* SUPPLIED PASSAGE:
⁂

At Weill Cornell Medicine, Family is a Priority

When Dr. Rache Simmons has a sick child to stay home with, the consequences are far greater than a few unanswered phone calls and unread e-mails.

There are patients whose appointments won't be kept and students whose classes won't be taught. Like many members of the Weill Cornell Medicine community, Dr. Simmons, the Anne and Edwin Weiskopf Professor of Surgical Oncology, plays many roles at the Medical College, and when circumstances conspire to keep her home, her absence is palpable.

To keep those absences to a minimum, the Medical College has recently partnered with Bright Horizons, an organization that offers emergency child and elder care.

"It's a way for people who work at Weill Cornell to not have to take a day off if your child is sick or your regular child care falls through," said Dr. Simmons, who recently took advantage of the program when her child care provider was out of town.

"I had a few days' notice that I was going to need help," Dr. Simmons said. "I had office hours scheduled all day and a fundraiser speech that night, and there was no way I could cancel either."

So Dr. Simmons called Bright Horizons, which sent a child care worker to her home to look after her son.

"She was lovely and my son was thrilled to pieces," Dr. Simmons said.

Weill Cornell Medicine Child Care

The child care service is a joint effort between the Weill Cornell Medicine Human Resources Department and the Office of Faculty Diversity in Medicine and Science, a program established in 2009 to increase the numbers of women — especially minority women — in teaching and research. Headed by Pathology and Laboratory Medicine Professor Dr. Debra Leonard, the office aims to cultivate and sustain a diverse faculty through recruitment, mentoring, promotion and retention. Dr. Simmons serves as director of gender diversity.

Dr. Leonard notes that plenty of women start in medicine, but there are factors that often keep them from advancing into leadership positions and growing in their careers at the same pace as men. Getting to the bottom of the problem requires raising awareness of societal biases that keep women from moving on to higher career paths — and establishing viable programs to address them. In 2010, the office sponsored a series of workshops on success strategies for medical students, postdocs, fellows and junior faculty, with focus groups on racial, ethnic, gender and LGBT issues. Individual events have explored such topics as mentorship in academic medicine and the work/life balance.

The diversity office also conducted a faculty climate survey in which child care emerged as a priority for both genders. Currently, Weill Cornell has no daycare facility — which prompted the contract with Bright Horizons. More than 600 faculty and staff have registered with the emergency child care program since it was created. "And it's not just women," said Dr. Leonard. "Almost as many men have signed up." But the fact remains that even today, women still tend to carry the brunt of child care or the responsibility for looking after aging parents, says Dr. Leonard. "Even though more men are taking on child and elder care roles," she said, "there is a strong belief that it's a woman's job."

⁂

* RECORDED DATA:
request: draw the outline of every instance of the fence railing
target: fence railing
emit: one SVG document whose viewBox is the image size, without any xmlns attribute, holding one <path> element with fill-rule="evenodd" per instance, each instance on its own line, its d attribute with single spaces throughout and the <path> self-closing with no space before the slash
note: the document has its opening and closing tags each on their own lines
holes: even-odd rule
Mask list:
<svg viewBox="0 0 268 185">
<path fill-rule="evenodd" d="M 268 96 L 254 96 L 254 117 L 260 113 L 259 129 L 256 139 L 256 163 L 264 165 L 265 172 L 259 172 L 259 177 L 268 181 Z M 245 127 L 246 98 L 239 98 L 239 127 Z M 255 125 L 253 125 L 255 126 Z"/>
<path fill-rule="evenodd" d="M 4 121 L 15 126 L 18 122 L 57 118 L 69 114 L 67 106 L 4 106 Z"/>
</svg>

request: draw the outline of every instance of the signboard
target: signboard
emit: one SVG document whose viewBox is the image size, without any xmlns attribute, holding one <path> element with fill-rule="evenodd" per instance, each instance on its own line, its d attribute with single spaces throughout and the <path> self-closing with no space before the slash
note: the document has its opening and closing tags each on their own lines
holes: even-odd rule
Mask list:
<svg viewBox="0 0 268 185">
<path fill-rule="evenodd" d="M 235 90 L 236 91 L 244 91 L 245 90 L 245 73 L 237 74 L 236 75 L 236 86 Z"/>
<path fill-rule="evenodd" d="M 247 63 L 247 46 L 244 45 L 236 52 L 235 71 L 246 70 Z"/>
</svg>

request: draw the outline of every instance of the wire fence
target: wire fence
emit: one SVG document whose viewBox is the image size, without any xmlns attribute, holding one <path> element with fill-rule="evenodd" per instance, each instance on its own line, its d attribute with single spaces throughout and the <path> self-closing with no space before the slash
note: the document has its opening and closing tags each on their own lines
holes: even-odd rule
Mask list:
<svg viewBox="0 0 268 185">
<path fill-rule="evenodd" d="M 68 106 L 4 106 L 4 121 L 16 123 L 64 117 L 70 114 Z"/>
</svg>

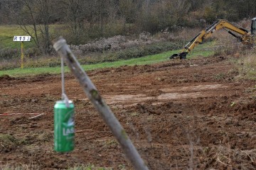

⁂

* EXERCISES:
1. Answer these questions about the Weill Cornell child care article:
(a) In what year was the Office of Faculty Diversity in Medicine and Science established?
(b) How many faculty and staff have registered with the emergency child care program?
(c) What did Dr. Simmons have scheduled on the night she used the service?
2. Can you reproduce the Weill Cornell child care article from "To keep those" to "and elder care."?
The records come from a different source than the Weill Cornell child care article.

* ANSWERS FOR THE TASKS:
1.
(a) 2009
(b) More than 600
(c) A fundraiser speech

2.
To keep those absences to a minimum, the Medical College has recently partnered with Bright Horizons, an organization that offers emergency child and elder care.